DATA SUPPLIED —

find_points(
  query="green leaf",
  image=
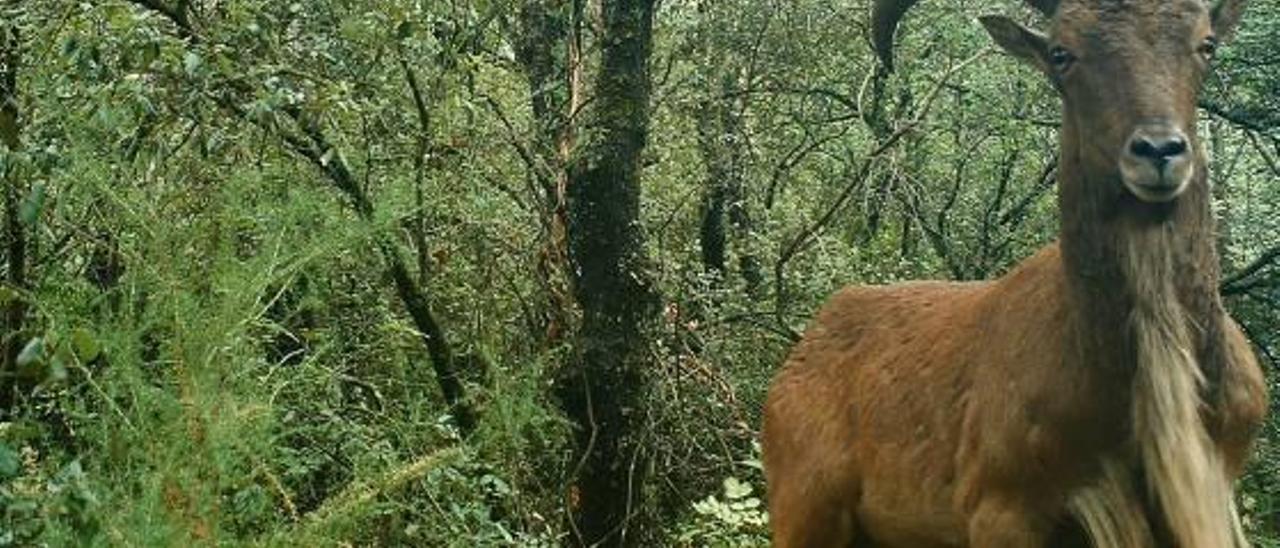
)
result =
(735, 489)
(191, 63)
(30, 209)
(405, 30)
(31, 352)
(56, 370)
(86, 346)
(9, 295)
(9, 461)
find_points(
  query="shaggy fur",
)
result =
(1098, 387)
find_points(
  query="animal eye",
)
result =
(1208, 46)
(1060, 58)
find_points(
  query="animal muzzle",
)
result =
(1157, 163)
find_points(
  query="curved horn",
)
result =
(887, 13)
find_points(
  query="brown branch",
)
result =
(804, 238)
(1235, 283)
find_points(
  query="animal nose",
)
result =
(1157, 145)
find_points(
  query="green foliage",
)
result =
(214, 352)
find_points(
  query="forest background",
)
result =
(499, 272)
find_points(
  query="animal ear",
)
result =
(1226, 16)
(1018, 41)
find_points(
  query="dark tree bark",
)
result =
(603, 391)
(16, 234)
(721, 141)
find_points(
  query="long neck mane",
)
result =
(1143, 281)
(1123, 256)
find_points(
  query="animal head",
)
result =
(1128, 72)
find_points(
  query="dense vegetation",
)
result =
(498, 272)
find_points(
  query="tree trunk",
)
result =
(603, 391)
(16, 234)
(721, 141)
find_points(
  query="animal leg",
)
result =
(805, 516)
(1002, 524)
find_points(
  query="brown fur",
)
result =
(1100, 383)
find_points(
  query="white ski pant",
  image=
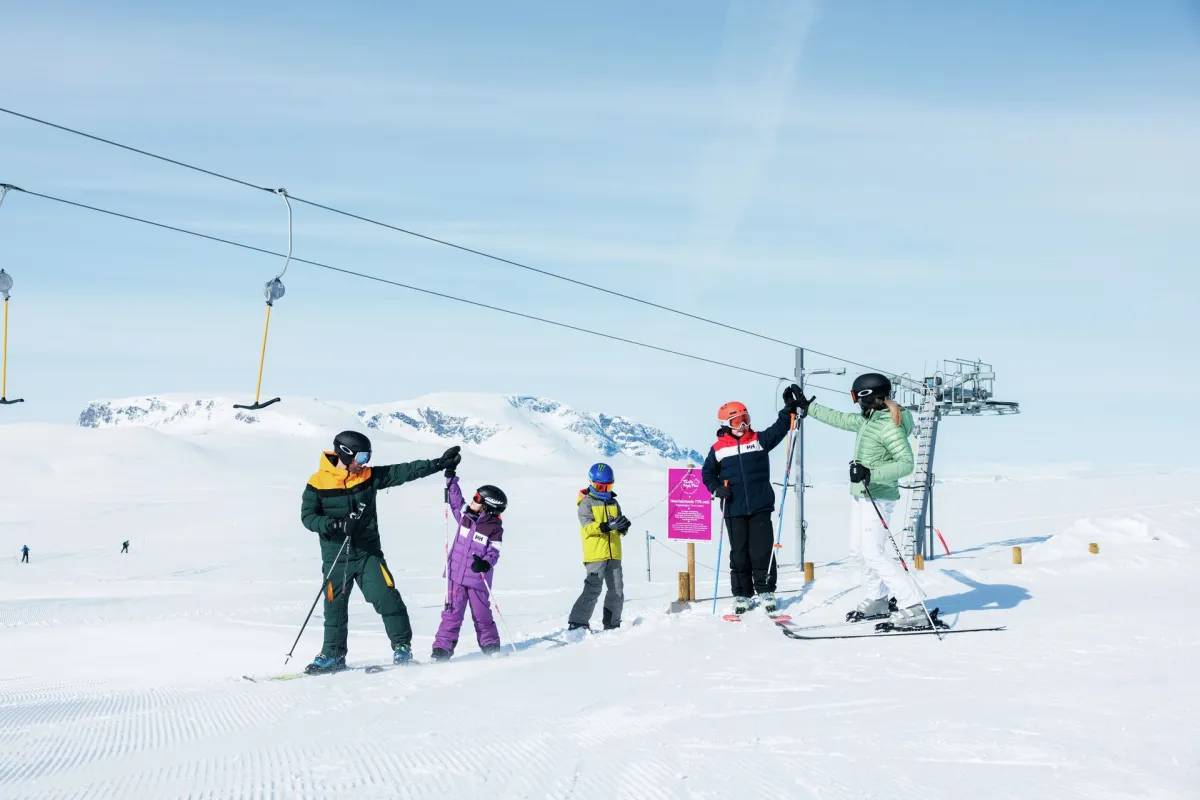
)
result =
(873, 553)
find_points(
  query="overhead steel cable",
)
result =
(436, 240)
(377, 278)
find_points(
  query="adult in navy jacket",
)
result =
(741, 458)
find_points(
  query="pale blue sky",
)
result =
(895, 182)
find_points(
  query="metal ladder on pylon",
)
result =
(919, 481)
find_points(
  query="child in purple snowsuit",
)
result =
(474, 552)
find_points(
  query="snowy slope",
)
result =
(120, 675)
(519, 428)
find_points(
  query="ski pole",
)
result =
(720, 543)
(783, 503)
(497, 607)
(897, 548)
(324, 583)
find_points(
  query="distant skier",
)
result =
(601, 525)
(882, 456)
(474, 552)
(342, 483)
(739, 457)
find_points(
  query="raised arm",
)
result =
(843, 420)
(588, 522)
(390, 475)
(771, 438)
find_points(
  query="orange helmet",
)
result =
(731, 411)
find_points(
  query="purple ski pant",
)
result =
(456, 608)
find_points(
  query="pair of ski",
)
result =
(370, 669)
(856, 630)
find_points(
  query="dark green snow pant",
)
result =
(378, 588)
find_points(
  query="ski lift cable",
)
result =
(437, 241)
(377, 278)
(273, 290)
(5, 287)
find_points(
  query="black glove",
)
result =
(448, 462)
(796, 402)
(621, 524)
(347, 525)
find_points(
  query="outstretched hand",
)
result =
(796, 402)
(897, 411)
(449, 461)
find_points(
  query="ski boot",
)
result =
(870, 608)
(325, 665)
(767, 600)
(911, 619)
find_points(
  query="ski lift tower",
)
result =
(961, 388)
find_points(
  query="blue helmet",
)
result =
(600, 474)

* * *

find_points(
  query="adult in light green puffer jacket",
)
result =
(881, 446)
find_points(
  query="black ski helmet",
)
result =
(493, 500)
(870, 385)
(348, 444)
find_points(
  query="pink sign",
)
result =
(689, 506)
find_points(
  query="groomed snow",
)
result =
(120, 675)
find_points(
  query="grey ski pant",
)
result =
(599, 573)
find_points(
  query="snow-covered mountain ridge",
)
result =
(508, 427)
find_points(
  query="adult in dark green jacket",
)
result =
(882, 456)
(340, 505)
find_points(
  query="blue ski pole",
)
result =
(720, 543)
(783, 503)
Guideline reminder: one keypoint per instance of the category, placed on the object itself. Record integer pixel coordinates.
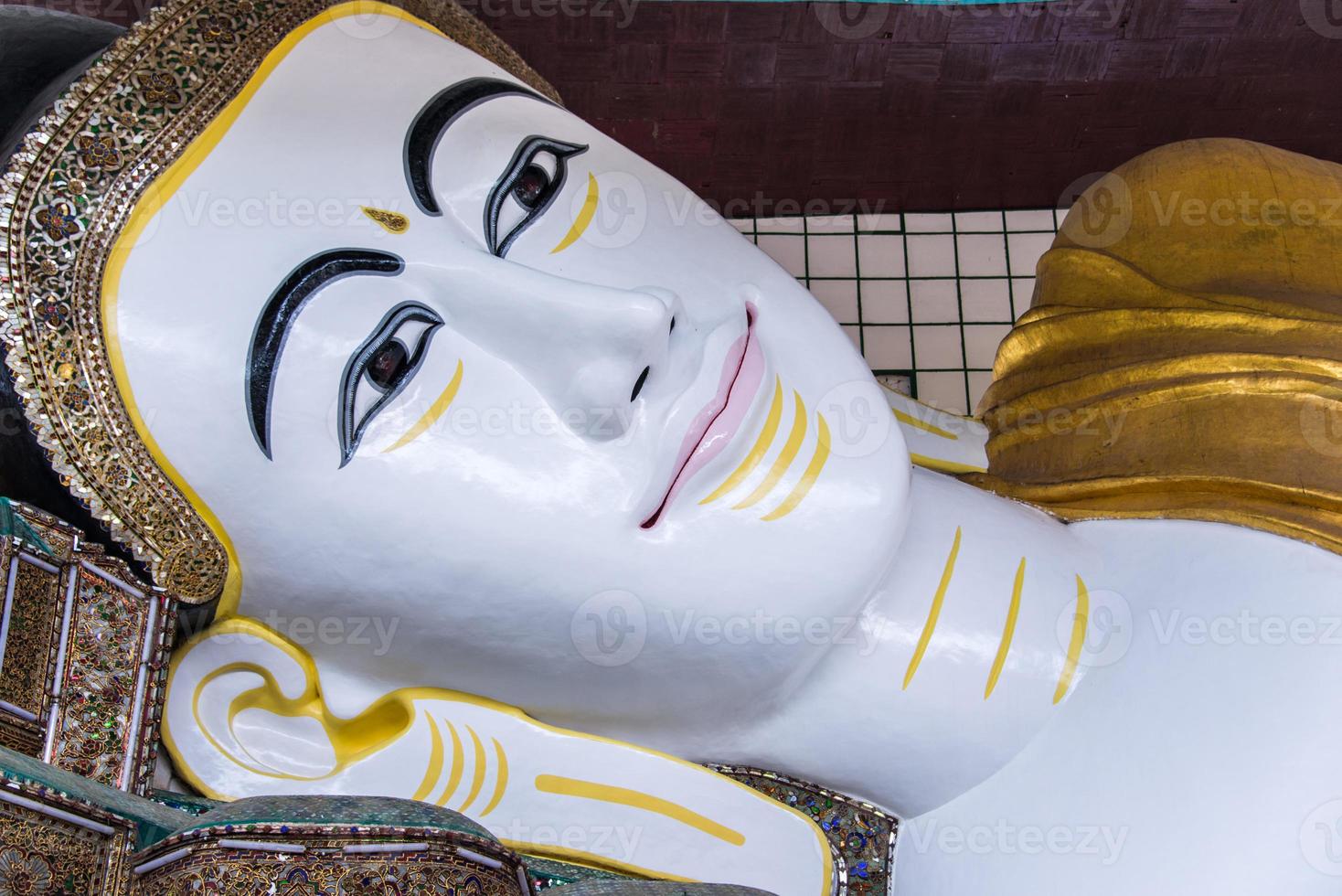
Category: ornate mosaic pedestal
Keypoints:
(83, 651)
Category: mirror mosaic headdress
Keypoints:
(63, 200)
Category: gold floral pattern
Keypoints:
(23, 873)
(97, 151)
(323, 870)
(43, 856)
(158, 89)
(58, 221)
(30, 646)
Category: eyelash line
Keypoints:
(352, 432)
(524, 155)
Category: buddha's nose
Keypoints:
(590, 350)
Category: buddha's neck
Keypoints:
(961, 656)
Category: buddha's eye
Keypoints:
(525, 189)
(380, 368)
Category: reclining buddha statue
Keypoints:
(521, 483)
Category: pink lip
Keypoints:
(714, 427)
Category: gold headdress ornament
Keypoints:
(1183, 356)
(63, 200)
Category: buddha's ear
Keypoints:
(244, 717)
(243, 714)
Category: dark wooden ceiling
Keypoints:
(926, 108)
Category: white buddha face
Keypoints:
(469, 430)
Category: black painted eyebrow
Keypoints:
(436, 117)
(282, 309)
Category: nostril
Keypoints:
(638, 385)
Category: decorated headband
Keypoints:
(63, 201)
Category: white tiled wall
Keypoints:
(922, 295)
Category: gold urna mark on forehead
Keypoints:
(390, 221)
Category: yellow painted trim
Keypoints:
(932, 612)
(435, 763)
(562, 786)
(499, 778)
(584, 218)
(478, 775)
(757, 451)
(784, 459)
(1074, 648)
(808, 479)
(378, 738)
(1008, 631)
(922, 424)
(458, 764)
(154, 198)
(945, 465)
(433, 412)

TO DO —
Pull out every line of the records that contains the string "white". Case counts.

SOLUTION —
  query="white ski pant",
Category: white buddha face
Category: white tiled wall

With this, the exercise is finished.